Record excerpts
◇ ◇ ◇ ◇ ◇ ◇ ◇
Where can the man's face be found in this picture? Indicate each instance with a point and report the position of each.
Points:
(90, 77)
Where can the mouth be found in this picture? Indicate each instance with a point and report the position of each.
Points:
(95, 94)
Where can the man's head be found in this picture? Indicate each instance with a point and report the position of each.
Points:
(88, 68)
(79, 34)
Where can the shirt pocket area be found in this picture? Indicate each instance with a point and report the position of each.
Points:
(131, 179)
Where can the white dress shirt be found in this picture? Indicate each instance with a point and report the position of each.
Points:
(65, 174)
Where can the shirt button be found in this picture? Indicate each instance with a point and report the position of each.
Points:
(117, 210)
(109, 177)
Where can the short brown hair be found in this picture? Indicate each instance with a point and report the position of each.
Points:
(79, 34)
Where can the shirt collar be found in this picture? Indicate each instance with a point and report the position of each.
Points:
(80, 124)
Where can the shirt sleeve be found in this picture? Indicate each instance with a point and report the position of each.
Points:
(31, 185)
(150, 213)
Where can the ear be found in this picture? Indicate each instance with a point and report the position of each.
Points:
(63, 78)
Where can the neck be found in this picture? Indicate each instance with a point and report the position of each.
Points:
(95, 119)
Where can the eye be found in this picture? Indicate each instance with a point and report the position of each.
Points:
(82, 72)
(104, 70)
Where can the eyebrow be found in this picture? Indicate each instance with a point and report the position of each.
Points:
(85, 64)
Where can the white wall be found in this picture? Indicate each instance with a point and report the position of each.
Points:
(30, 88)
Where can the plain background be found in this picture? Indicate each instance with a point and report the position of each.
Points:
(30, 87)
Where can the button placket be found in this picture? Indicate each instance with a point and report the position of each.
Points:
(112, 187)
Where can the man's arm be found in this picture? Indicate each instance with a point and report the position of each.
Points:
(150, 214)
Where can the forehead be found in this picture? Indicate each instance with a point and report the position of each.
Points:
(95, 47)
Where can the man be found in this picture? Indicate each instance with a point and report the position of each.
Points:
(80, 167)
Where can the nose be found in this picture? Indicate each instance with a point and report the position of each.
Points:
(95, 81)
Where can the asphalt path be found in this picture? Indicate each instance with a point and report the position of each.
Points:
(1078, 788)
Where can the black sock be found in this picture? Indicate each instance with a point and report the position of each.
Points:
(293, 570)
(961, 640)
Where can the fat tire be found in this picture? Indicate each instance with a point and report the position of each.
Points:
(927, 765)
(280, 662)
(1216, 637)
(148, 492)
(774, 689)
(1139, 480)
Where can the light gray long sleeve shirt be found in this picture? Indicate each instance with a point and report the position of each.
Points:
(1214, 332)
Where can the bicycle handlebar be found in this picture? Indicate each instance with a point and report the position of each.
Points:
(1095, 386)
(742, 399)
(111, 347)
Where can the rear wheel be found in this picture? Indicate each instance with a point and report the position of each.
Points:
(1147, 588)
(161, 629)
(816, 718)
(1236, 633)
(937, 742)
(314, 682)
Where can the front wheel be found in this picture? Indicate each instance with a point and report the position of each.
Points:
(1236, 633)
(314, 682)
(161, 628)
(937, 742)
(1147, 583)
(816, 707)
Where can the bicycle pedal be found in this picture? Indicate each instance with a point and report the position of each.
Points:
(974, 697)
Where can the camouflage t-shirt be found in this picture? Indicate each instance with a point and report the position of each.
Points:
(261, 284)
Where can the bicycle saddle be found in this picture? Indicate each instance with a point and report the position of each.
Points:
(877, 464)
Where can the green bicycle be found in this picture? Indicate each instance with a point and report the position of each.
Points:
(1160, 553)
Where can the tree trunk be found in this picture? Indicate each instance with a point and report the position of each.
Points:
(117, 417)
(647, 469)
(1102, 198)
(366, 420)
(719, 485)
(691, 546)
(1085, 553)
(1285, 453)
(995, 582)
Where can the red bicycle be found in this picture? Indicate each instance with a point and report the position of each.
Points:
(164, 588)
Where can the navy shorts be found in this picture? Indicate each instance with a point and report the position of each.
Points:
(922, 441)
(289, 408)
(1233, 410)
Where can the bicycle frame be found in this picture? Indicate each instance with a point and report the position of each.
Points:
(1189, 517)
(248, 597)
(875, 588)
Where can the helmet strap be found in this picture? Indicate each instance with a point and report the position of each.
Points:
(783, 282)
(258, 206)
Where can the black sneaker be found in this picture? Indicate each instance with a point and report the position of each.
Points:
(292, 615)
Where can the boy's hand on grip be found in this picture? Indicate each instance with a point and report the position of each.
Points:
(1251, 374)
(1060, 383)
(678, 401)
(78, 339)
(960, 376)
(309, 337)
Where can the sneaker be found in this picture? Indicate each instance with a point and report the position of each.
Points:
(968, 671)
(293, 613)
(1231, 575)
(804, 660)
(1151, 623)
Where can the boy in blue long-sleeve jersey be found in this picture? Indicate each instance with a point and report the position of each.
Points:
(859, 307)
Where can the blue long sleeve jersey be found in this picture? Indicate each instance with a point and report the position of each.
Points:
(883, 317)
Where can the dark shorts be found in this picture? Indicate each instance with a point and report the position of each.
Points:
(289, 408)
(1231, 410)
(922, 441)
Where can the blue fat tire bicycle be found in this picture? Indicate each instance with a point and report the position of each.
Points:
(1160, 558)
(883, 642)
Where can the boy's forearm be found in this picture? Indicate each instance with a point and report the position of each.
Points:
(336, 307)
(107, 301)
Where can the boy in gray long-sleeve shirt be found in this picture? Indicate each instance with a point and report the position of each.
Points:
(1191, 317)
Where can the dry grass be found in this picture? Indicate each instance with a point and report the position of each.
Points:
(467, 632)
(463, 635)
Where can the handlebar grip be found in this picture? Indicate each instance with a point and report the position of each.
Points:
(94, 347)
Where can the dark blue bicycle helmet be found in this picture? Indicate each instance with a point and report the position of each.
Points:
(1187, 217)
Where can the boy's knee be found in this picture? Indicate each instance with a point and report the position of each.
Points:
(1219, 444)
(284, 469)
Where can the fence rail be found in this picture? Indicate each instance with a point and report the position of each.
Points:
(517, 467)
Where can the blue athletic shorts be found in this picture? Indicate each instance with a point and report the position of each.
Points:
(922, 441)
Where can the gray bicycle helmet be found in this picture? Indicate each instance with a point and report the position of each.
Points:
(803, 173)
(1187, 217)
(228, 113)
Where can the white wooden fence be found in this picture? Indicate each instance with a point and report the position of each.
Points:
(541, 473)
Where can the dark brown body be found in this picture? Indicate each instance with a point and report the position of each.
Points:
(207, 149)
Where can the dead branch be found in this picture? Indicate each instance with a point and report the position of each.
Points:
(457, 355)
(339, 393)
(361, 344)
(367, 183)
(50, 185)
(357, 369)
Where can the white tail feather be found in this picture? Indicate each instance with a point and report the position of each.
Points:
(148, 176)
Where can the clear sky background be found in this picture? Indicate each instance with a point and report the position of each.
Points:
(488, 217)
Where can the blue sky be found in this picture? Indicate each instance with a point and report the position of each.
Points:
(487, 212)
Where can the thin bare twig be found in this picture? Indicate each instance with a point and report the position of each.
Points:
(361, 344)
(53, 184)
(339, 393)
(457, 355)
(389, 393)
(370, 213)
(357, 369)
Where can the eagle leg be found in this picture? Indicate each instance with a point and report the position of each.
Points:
◇ ◇ ◇ ◇ ◇ ◇ ◇
Work required
Look over the entries for "shorts", then copy every line that includes that string.

Task response
Where can the navy shorts be found in this picture? Indicate each instance with a point and report the position of each.
Where can the dark shorts be found in this picture? Indicate each instance with a point and report the position of each.
Where can the blue athletic shorts be found in this picture? Indicate each instance with a point and report the position of each.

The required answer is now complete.